[[ RECORDS SHOWN, beginning ]]

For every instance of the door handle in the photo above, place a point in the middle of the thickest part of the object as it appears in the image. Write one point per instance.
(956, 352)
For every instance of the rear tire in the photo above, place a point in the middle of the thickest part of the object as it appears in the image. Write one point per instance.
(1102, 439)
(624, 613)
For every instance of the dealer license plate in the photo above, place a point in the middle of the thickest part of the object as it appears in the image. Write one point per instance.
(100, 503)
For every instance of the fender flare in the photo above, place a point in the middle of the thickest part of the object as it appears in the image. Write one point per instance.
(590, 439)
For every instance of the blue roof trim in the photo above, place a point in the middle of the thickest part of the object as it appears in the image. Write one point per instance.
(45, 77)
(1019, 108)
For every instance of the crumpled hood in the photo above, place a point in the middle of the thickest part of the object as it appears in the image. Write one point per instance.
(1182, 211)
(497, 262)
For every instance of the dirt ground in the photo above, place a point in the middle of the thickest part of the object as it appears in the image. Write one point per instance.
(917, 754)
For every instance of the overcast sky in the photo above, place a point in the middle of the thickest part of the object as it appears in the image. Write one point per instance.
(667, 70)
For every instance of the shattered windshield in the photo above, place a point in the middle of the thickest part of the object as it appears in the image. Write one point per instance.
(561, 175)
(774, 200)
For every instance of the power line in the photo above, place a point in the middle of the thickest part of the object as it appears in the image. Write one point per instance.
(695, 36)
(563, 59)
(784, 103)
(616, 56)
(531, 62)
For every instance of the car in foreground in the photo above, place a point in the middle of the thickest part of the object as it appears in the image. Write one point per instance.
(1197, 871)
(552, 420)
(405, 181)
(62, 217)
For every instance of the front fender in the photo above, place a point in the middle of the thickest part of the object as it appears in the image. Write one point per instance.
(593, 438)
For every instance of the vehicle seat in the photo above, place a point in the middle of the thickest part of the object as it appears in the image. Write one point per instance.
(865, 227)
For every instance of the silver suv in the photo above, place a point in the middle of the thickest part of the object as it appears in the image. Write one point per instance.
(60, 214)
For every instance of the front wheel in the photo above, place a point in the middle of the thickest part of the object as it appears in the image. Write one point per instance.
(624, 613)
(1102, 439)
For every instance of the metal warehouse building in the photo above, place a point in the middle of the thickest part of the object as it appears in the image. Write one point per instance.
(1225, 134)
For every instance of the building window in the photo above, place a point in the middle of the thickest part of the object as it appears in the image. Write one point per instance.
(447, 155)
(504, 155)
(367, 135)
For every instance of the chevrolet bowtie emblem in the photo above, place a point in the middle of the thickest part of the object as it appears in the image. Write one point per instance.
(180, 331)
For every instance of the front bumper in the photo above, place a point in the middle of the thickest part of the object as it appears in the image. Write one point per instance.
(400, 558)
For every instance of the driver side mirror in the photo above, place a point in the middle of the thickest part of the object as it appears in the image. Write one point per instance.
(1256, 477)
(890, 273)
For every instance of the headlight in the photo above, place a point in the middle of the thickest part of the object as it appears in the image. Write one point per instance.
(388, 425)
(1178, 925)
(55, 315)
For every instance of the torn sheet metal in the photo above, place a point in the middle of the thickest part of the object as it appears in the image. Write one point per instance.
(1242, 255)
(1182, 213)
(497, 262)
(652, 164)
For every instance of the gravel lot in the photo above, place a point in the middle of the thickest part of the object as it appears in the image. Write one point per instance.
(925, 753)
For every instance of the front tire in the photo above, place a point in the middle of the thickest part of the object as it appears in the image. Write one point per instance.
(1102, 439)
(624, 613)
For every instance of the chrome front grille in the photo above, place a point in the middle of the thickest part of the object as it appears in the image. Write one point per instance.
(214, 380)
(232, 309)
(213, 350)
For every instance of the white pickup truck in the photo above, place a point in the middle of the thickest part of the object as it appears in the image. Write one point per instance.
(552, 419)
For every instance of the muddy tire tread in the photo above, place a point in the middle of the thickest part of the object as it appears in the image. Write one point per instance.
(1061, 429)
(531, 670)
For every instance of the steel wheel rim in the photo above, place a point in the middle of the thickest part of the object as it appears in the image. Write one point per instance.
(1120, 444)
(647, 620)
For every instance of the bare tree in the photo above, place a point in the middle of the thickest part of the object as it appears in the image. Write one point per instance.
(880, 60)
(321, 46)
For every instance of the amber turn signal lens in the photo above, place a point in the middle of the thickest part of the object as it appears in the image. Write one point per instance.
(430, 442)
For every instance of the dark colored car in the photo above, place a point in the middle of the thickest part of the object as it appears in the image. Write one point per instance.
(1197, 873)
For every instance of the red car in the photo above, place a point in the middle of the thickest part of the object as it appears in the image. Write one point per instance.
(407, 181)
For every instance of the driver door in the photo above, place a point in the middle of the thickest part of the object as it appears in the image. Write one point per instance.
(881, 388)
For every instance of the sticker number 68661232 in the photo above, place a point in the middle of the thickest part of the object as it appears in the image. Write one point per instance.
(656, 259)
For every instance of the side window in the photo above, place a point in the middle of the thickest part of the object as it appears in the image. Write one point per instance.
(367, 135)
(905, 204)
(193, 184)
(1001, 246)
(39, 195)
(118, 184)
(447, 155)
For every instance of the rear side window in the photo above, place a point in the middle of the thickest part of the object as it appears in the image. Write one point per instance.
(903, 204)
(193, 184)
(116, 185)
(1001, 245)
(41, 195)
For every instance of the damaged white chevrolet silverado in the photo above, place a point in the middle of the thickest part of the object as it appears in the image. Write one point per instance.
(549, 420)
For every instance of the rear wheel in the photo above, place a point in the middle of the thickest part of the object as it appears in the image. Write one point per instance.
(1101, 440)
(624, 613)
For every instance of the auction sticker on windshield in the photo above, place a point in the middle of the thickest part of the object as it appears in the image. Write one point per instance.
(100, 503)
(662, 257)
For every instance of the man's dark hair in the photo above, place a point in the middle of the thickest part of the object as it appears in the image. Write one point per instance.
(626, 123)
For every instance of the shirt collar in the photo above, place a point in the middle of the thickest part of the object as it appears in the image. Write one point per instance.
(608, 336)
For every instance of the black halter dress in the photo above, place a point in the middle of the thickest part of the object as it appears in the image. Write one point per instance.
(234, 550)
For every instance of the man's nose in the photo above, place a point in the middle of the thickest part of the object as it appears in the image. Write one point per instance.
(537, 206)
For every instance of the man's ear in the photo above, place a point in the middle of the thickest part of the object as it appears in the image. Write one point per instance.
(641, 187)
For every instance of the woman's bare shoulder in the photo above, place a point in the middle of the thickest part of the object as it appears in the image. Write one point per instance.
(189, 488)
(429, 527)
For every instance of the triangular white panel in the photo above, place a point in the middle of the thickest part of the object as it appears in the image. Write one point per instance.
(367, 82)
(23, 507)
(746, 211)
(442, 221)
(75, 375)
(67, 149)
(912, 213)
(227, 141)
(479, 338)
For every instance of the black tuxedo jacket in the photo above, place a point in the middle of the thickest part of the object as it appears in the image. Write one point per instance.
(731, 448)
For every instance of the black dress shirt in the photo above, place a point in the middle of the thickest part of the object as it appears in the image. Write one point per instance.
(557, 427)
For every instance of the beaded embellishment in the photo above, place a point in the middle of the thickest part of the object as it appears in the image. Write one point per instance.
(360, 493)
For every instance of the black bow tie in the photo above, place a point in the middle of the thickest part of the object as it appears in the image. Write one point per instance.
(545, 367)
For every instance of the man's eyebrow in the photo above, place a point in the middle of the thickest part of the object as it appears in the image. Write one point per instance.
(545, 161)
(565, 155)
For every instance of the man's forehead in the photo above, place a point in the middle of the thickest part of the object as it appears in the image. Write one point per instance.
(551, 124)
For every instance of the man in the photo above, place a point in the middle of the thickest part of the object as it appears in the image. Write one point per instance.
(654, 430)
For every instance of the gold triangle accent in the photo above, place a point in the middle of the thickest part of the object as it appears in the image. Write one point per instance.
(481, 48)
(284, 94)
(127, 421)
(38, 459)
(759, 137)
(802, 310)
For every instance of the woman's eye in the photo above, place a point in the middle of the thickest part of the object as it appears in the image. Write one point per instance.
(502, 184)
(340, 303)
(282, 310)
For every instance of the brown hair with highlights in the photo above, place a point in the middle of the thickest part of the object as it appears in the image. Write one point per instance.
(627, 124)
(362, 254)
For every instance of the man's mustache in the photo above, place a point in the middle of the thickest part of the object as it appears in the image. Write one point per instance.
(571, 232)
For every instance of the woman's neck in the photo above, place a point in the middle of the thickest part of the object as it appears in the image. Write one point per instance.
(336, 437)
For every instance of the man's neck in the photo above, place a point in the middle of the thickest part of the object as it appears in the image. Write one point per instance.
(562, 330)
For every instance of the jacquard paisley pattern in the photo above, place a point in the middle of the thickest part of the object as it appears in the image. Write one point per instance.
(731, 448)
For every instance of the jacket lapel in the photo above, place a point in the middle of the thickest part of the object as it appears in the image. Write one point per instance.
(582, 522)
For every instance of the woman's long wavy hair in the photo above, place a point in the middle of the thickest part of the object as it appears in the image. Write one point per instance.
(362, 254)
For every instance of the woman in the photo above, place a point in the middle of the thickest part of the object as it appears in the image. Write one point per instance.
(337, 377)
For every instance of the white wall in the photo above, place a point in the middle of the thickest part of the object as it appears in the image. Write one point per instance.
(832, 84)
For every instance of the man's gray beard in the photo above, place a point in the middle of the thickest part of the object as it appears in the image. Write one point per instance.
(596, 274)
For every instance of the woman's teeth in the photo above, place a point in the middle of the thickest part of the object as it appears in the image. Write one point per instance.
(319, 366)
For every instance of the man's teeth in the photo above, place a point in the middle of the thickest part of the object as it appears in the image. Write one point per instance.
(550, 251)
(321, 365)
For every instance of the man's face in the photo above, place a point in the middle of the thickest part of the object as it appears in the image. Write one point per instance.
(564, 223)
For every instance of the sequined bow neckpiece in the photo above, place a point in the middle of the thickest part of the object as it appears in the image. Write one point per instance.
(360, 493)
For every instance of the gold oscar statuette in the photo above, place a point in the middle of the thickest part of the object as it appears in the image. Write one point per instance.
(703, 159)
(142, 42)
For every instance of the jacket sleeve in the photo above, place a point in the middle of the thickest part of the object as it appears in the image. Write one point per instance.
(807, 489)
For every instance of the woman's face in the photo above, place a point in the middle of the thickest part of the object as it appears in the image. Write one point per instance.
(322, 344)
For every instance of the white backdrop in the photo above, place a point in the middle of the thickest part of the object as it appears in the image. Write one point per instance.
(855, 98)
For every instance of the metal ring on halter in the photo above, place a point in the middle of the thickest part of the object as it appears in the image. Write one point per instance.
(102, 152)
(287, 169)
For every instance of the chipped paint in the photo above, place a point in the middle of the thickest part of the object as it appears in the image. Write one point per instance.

[[ RECORDS SHOWN, end ]]

:: ABOUT THIS EXERCISE ::
Quote, without alteration, the final stretch of the entries: the line with "For every instance of the metal ring" onward to the last line.

:: WRITTEN RESPONSE ::
For every instance of the metal ring on halter in the photo above, place a point in the middle of the thickest part of the object as it appears in the image. Write one point per instance.
(102, 152)
(287, 169)
For every instance of the chipped paint in the photo above, place a point in the middle of the thickest part of the object as it appears in the image. Write one point per instance.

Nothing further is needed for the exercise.